### Questions to answer
[A] Update the text on childcare vouchers from "If your circumstances" to "within 52 weeks.", replacing "childcare vouchers" with "childcare credits".
[B] List every abbreviation or acronym that appears in the text on childcare vouchers.
[C] Pick up the text on childcare vouchers and salary sacrifice after its final sentence and continue it.

### Reading text
######

Our understanding is that it is usually not possible to get a refund on any excess childcare vouchers unless your employer allows it and adjustments would need to be made for the tax and NI savings given. You should speak to your childcare voucher company and employer.
If your circumstances change, meaning you stop paying for childcare, you may want to reduce or stop your childcare vouchers salary sacrifice so that you don’t build up too much of an excess and/or have a higher amount of money in your pocket.
HMRC’s guidance says: “HMRC agrees that COVID-19 counts as a life event that could warrant changes to salary sacrifice arrangements, if the relevant employment contract is updated accordingly.”
You can ask to stop receiving childcare vouchers or directly contract childcare through your employer scheme temporarily without having to leave your scheme, providing you re-start taking your vouchers (or workplace nursery option) within 52 weeks.
The important thing to remember here is that your temporary break from your employer’s scheme must not last more than 52 weeks, otherwise you won’t be able to rejoin and may need to look for other types of support towards your childcare costs.
You could, however, remain within the scheme and reduce the vouchers you are claiming to a minimal amount to avoid this issue. A reduced salary sacrifice and childcare vouchers might also be appropriate if, for example, you are having to pay a retention fee to avoid losing your childcare place when childcare settings reopen.
Furloughed employees (up to end of October 2020)
For those who were furloughed under the Job Retention Scheme, it is understood from HMRC guidance that if an employee (a full-time or part-time regular salaried employee) switched out of a salary sacrifice scheme on or before 19 March 2020, then the reinstated higher salary will form the basis of the calculation of the amount that employers can claim under that scheme.
It is our understanding that if an employee reduced their childcare vouchers (and consequent salary sacrifice) after 19 March 2020, this would not affect their salary calculation under the Job Retention Scheme as the calculation is done on the basis of the worker’s last pay period prior to 19 March and the provision of benefits in kind doesn't count as pay.

######

### Given data

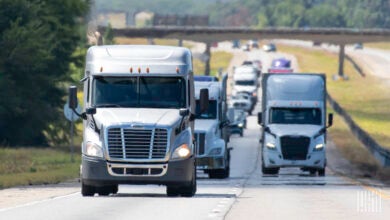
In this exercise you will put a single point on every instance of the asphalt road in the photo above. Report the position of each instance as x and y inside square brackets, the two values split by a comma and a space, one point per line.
[247, 194]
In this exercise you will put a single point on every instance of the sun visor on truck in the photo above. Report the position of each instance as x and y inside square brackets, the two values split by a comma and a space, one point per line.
[295, 87]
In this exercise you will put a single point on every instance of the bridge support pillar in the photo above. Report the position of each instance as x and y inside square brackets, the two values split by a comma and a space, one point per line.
[207, 56]
[341, 60]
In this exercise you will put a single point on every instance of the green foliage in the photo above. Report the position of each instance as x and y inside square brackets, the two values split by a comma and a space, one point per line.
[268, 13]
[37, 40]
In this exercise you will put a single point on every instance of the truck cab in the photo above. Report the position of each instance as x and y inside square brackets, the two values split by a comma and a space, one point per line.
[293, 121]
[212, 130]
[139, 119]
[245, 80]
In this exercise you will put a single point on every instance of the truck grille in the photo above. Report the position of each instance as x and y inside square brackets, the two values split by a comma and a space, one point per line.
[294, 148]
[200, 142]
[130, 143]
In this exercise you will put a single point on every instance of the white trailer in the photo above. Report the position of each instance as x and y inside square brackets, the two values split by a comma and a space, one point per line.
[139, 119]
[212, 130]
[293, 121]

######

### Exercise responses
[A]
If your circumstances change, meaning you stop paying for childcare, you may want to reduce or stop your childcare credits salary sacrifice so that you don’t build up too much of an excess and/or have a higher amount of money in your pocket.
HMRC’s guidance says: “HMRC agrees that COVID-19 counts as a life event that could warrant changes to salary sacrifice arrangements, if the relevant employment contract is updated accordingly.”
You can ask to stop receiving childcare credits or directly contract childcare through your employer scheme temporarily without having to leave your scheme, providing you re-start taking your vouchers (or workplace nursery option) within 52 weeks.

[B]
NI
HMRC
COVID-19

[C]
So, for example, say Jenny usually earned £1,500 a month basic pay, after a salary sacrifice of £243 into childcare vouchers. She stopped the salary sacrifice arrangement at the end of March when she was furloughed on 80% pay through to the end of June 2020. Jenny's 'furlough' pay for that period would have been 80% of £1,500 (£1,200), not 80% of £1,743 (£1,394.40).
⚠️ Note that unless Jenny stopped the salary sacrifice arrangement with her employer anyway, her employer may have had to fund the £243 childcare vouchers from their own pocket during the period of furlough (because the obligation to provide the vouchers will still probably have existed on the employer under the agreement made with her, unless it was changed).
At the same time HMRC stated that all of the grant received to cover an employee’s furloughed pay must be paid to them in the form of money. No part of the grant could be netted off to pay for the provision of benefits or a salary sacrifice scheme. So when Jenny’s employer received the £1,200 grant for Jenny, he should have paid the entire amount to her, and not have used £243 of it to pay for childcare vouchers.
If Jenny was getting her pay topped up to 100% by her employer from £1,200 to £1,500 then the 20% extra (£300) could still have formed the basis of a salary sacrifice, meaning that Jenny could have received £1,257 in cash pay and £243 in childcare vouchers. Her employer would have received reimbursement of £1,200 under the Job Retention Scheme.
The Job Retention Scheme comes to an end on 30 October 2020. A new Job Support Scheme will be introduced from 1 November. We expect the calculation of usual pay to operate on a similar basis to the JRS, although more details are expected shortly.